==== Passage ====

The debate unfolded on a stage at the University of Nevada-Las Vegas. The state holds caucuses on Jan. 19
-- following Iowa on Jan. 3 and most likely the New Hampshire primary several days later.
The focus on Clinton from the debate's opening moments was hardly surprising.
The New York senator herself has conceded she turned in a sub-par performance at the last debate, when she stumbled on a question about driver's licenses for illegal immigrants. Her husband, the former president, leapt to her defense in the interim, saying of her rivals: "Those boys have been getting tough on her lately."
The setting underscored Nevada's newly prominent role in the nominating process. The state is far more racially diverse than either Iowa or New Hampshire, with a population that is about 22 percent Hispanic and 10 percent black.
Democrats in Nevada hoped the focus on their state would prompt candidates to pay closer heed to Western issues like water, grazing and mining rights.
But it was more than an hour into the two-hour debate before the issue of energy came up.
Instead, Clinton drew the first question -- and moments later the first barb from Obama.
Despite her critics, she said, "I think the American people know where I've stood for 35 years," adding she had been fighting for children, workers, families and universal health care.
More than an hour later, Dodd sought to turn the focus back onto Clinton, saying she had changed positions on trade by announcing her support for a deal with Peru at the same time she advocates a "time out" for such agreements.

====

» **Exercises to complete**
1. Using the passage on the Nevada debate, decide whether each statement agrees with it: (a) Nevada holds its caucuses before Iowa does; (b) energy came up within the first hour of the debate; (c) Clinton drew the first question. For each, give yes or no plus the exact words from the passage that settle it.
2. In one to three sentences, explain what the passage on the Nevada debate gives as Dodd's basis for saying Clinton had changed positions on trade.

==== Material ====

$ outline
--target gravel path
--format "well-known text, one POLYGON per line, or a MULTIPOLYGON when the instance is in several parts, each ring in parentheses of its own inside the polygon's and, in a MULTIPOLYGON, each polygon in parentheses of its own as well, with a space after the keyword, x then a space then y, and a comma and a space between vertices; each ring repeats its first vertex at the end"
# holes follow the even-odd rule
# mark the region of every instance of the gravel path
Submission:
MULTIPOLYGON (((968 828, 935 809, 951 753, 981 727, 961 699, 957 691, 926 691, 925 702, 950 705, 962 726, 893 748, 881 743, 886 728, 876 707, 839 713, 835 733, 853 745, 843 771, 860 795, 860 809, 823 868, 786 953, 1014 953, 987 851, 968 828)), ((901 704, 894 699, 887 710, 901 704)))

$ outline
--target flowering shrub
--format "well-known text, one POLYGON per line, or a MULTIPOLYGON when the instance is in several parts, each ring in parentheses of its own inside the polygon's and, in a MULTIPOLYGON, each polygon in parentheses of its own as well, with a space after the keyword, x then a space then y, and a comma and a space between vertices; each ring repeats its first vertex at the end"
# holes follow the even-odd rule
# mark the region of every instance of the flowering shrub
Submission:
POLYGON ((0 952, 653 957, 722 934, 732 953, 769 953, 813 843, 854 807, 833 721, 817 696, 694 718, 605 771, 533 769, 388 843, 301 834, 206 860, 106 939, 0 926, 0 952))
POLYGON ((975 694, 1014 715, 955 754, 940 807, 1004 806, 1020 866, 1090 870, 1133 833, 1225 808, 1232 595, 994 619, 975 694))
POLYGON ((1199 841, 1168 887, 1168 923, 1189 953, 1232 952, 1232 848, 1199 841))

====

» **Task-by-task results**
1.
(a) No: "following Iowa on Jan. 3"
(b) No: "it was more than an hour into the two-hour debate before the issue of energy came up"
(c) Yes: "Clinton drew the first question"

2. Dodd said Clinton had changed positions on trade because she announced her support for a trade deal with Peru. She did this while also advocating a "time out" for such agreements.